▶ Texto-base:
★ ★ ★ ★

Do ponto de vista do ganho de capital de imóvel rural, tema pouco discutido diz respeito à operação de alienação daquele por pessoa jurídica optante pelo lucro real.
Como é de conhecimento e já exposto em outro texto desta mesma coluna[1], o ganho de capital consiste na diferença positiva entre o custo de aquisição de um imóvel e o valor de alienação, de tal sorte que, por força da autorização constitucional para se tributar a renda (artigo 153, inciso III, CF), bem como a previsão estabelecida no artigo 43, do Código Tributário Nacional, referido acréscimo patrimonial, nos termos da lei, poderá ser objeto de exigência do Imposto de Renda.
Em geral, o ganho de capital do imóvel rural possui peculiaridades, uma vez que preceitua o artigo 19 da Lei 9.393/96:
“Valores para Apuração de Ganho de Capital
Art. 19. A partir do dia 1º de janeiro de 1997, para fins de apuração de ganho de capital, nos termos da legislação do imposto de renda, considera-se custo de aquisição e valor da venda do imóvel rural o VTN declarado, na forma do art. 8º, observado o disposto no art. 14, respectivamente, nos anos da ocorrência de sua aquisição e de sua alienação.
Parágrafo único. Na apuração de ganho de capital correspondente a imóvel rural adquirido anteriormente à data a que se refere este artigo, será considerado custo de aquisição o valor constante da escritura pública, observado o disposto no art. 17 da Lei nº 9.249, de 26 de dezembro de 1995”.
Portanto, a primeira conclusão a que chegamos é no sentido de que: (i) a tributação do ganho de capital deve levar em consideração a lei especial (Lei 9.363/96) quanto aos imóveis rurais; (ii) o custo de aquisição e de alienação, para fins de ganho de capital, será com base no artigo 19 da Lei 9.363/96; (iii) os bens e direitos com aquisição anteriores ao ano de 1997, é possível atualização monetária até 31/12/1995 para as pessoas físicas e jurídicas no lucro presumido; (iv) a partir de 1/1/1997, o valor de “alienação” para apuração do ganho de capital será o VTN declarado.

★ ★ ★ ★

▶ Material fornecido:
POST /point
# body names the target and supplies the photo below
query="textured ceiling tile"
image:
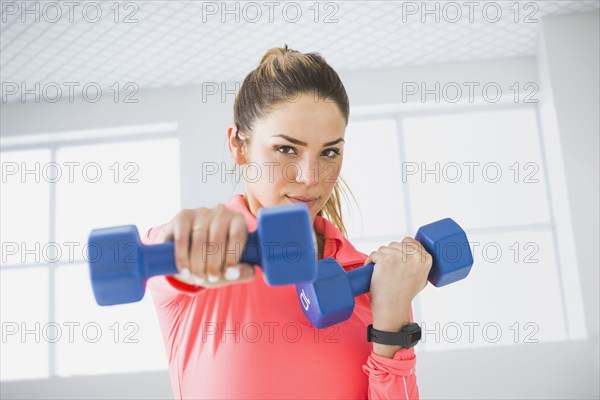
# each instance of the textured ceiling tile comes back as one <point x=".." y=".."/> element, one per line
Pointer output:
<point x="170" y="44"/>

★ ★ ★ ★

▶ Enunciado da atividade: Prossiga o texto sobre o ganho de capital na alienação de imóvel rural, partindo da última frase apresentada.

▶ Resolução da atividade:
Percebe-se, assim, uma significativa diferença, já que para os imóveis adquiridos a partir de janeiro de 1997 há de se aplicar para fins de custo de aquisição e alienação o Valor da Terra Nua (VTN). Será, deste modo, o VTN declarado segundo disposto no artigo 8 da Lei 9393/96[2], observando-se o disposto no artigo 14 da mesma legislação[3].
O ponto, no entanto, que neste texto buscamos tratar é a possibilidade de se utilizar de referido artigo 19 da Lei 9.393/96 para fins de apuração do ganho de capital de imóvel rural para pessoa jurídica no lucro real.
A dúvida existe, inclusive, pelo fato de que, ao contrário das pessoas físicas[4] e jurídicas no lucro presumido[5], que o Decreto 9.580/2018 (RIR) claramente esclarece que referido texto normativo se aplica em tais hipóteses, há silêncio absoluto para a pessoa jurídica optante pelo lucro real (não há expressa previsão de aplicação, como inexiste expressa vedação).
Isto torna o tema ainda mais complexo e controvertido.
Em nossa visão, a apuração de ganho de capital do imóvel rural por meio da Lei 9.393/96 é uma lei especial[6], que há de ser aplicada exatamente à regulação peculiar que pretende disciplinar, qual seja: o imposto sobre a renda na modalidade de ganho de capital quando houver alienação de imóvel rural.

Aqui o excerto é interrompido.